> **DOKUMENTAUSZUG**:
Neun Trassenvorschläge für die B 31-neu zwischen
Meersburg und Immenstaad – und der Wunsch nach Einigkeit bei den
Verkehrsinitiativen
Ursprünglich waren es mal 22 Trassenvorschläge
für den Ausbau oder Neubau der Bundesstraße 31 zwischen Meersburg und
Immenstaad. Jetzt stellte das Regierungspräsidium Tübingen drei Varianten mit
neun möglichen Trassen vor. Die Behörde wirbt im Dialogverfahren um eine
Einigung, oder zumindest Kompromisse. Der SÜDKURIER befragte Planer und
Verkehrsinitiativen zu den vorgeschlagenen Trassen.
VON KERSTIN MOMMSEN UND JENNA SANTINI
Mit die wichtigste verkehrspolitische Frage im Bodenseekreis
rückt ihrer Klärung ein Stück näher. Das Regierungspräsidium Tübingen stellte
vergangene Woche ein Variantenbündel für den Weiterbau der Bundesstraße 31
zwischen Meersburg und Immenstaad vor. Neun mögliche Trassen stehen in drei
Korridoren zur Auswahl: als Ausbauvariante (A) auf der bestehenden Strecke
sowie südlich (B) und nördlich (C) des Weingartenwaldes. Christoph Ewen, Leiter des Teams Ewen, das
den gesamten Planungsprozess zur B 31 moderiert, erklärt, wie es zu der
Auswahl kam. „Die eingehende Raumanalyse hat gezeigt, dass es viele Bereiche
gibt, bei denen Nutzungskonflikte, insbesondere auch rechtliche Probleme zu
erwarten sind. Das betrifft in erster Linie den Naturschutz, weil das neue europäische
Naturschutzrecht sehr streng ist und auch von den Gerichten streng ausgelegt
wird.“
Im weiteren Verfahren sollen die übrig
gebliebenen Trassenverläufe genauer ausgearbeitet werden, um verlässliche
Informationen zu bekommen. „Erst wenn das geschehen ist, kann die Entscheidung
für eine Vorzugsvariante getroffen werden“, erklärt Christoph Ewen. Dazu sollen nun technische Planer die verschiedenen
Trassenverläufe ausarbeiten, es werden Verkehrsgutachten erstellt, um Lärm- und
Schadstoffbelastung zu berechnen, auch die möglichen Tunnel- und
Lärmschutzwände werden berechnet. „Am Ende dieses Prozesses wird es dann eine
Übersicht geben, auf der die Vor- und Nachteile für jede Trassenvariante
ersichtlich sind“, so Ewen. Er rechnet mit weiteren
Ergebnissen Ende 2019.
Ausgewählte Varianten
"am wenigsten kritisch"

> **ANGEZEIGTE DATENSÄTZE**:
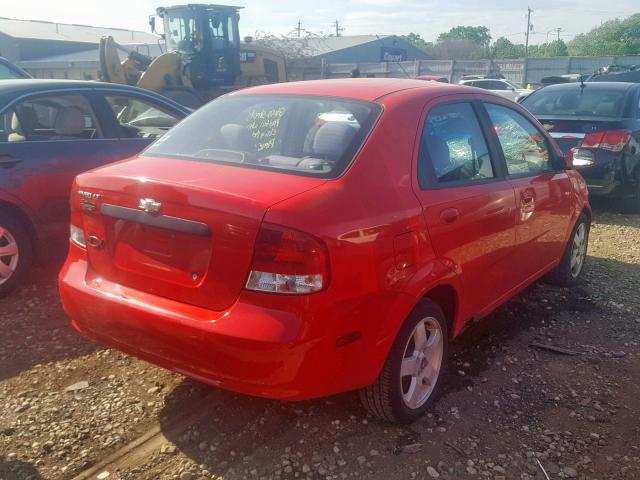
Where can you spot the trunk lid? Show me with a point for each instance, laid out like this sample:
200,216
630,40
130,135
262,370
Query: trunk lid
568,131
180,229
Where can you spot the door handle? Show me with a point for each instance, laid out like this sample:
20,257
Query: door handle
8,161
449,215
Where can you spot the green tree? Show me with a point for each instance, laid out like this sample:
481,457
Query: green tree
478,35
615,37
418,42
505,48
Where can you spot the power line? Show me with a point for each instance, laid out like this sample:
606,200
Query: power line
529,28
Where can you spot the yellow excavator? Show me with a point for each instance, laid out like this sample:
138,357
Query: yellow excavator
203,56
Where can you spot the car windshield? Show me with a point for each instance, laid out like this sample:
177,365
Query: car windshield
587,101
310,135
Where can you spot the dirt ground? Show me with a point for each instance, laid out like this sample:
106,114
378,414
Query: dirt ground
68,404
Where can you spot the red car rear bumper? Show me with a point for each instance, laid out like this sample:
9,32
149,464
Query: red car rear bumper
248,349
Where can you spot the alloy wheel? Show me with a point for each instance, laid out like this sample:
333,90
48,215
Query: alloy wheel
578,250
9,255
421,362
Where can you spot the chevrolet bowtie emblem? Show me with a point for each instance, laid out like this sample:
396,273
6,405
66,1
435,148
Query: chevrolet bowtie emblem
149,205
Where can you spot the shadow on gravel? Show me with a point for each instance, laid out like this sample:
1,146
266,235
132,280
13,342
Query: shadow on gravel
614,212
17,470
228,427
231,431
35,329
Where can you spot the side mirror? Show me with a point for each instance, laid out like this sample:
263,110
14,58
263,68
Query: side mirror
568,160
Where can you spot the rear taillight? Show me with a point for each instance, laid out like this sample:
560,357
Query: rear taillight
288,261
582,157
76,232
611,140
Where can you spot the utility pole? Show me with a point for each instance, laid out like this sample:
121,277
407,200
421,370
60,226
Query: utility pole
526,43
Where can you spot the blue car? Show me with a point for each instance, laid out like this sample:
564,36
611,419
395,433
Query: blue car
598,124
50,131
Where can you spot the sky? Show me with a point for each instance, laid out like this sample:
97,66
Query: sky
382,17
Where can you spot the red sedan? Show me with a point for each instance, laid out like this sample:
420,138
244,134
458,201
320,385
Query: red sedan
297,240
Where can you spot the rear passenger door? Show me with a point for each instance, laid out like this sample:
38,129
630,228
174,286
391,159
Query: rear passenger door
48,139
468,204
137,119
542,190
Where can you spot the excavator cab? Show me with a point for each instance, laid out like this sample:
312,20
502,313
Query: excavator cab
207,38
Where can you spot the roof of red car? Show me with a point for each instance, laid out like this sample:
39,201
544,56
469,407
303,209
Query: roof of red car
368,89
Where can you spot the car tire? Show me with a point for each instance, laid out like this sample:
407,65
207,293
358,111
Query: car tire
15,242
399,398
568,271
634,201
---
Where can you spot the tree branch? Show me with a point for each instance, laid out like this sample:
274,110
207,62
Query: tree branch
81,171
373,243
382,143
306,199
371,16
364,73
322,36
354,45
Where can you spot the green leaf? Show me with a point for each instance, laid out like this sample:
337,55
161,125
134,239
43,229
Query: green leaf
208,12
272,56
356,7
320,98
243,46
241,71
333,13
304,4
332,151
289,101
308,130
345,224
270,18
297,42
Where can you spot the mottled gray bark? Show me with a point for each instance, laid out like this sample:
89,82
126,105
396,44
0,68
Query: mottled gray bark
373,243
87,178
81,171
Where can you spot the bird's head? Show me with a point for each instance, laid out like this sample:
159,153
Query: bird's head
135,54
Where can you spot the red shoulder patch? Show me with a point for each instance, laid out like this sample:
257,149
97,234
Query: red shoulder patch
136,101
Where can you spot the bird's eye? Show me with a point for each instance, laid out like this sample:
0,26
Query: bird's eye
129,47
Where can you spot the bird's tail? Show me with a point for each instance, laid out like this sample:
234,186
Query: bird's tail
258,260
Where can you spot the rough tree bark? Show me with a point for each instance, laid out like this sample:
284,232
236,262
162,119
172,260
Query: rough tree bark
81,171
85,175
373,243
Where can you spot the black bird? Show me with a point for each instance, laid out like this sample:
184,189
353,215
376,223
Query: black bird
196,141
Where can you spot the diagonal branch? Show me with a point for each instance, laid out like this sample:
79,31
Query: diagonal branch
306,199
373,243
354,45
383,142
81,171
* * *
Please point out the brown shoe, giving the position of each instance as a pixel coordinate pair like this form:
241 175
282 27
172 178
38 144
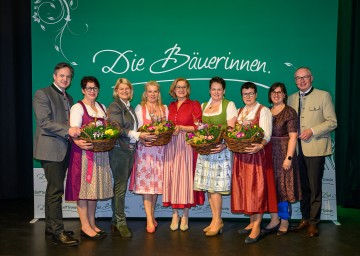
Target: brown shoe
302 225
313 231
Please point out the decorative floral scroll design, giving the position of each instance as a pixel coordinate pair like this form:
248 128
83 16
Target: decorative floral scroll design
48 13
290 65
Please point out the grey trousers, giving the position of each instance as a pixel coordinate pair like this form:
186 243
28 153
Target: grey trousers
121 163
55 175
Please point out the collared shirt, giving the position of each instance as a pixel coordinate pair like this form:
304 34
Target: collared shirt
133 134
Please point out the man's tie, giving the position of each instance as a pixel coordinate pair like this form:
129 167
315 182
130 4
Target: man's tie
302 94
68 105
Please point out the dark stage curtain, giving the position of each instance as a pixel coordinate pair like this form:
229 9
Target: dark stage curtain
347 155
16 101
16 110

> **DEINE AUFGABE**:
Führe den Artikel über die Trassenvorschläge für die B 31-neu bitte im Anschluss an seinen letzten Satz fort.

> **ERGEBNIS**:
Matthias Kühnel, Projektleiter für die
B 31-neu beim Regierungspräsidium, bezeichnet die nun verbliebenen
Varianten als "am wenigsten kritisch". Aus den ursprünglich
22 Trassenverläufen seien nach der eingehenden Raumanalyse die
konfliktärmsten Varianten übrig geblieben, die auch
einer juristischen Überprüfung standhalten können. "Dabei geht es um die
Bewertung des Naturschutzes, der Verkehrsströme und der Machbarkeit",
erläutert Kühnel. Er legt Wert auf die Tatsache, dass der Prozess noch nicht
abgeschlossen sei. "Erst nach der eingehenden Prüfung, auch der Finanzierbarkeit
der verschiedenen Varianten, wird es eine Vorzugsvariante geben",
erläutert Kühnel. Die Kosten für mögliche Tunnellösungen trägt laut Ewen der Bund, wenn dieser sie als notwendig erachtet. Ewen nimmt aus dem bisherigen Dialogprozess mit, dass es
für die Realisierung der neuen B 31 hilfreich wäre, wenn sich die Region
geschlossen für eine Variante ausspricht – oder sich zumindest nicht darüber
zerstreitet.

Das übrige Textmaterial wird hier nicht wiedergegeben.